_The problem_. Copy out each line in the entries below that contains the word "marking".

_Material_.

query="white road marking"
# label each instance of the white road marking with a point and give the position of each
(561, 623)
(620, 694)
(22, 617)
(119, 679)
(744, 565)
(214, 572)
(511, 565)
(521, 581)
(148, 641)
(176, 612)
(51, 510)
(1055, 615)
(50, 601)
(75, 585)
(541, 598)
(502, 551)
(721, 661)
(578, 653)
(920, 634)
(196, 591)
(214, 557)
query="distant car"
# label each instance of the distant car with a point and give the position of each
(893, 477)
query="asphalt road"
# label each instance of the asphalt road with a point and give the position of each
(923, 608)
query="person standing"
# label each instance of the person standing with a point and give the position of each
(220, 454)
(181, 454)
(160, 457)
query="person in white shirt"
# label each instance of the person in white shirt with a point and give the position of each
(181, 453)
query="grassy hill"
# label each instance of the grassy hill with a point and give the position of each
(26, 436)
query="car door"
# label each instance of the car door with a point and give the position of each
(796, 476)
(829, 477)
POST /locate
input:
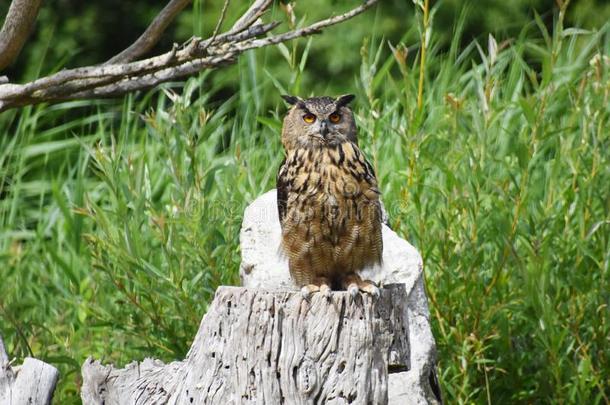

_The output_.
query="white road marking"
# label each instance of the white road marking with a point and give the position of each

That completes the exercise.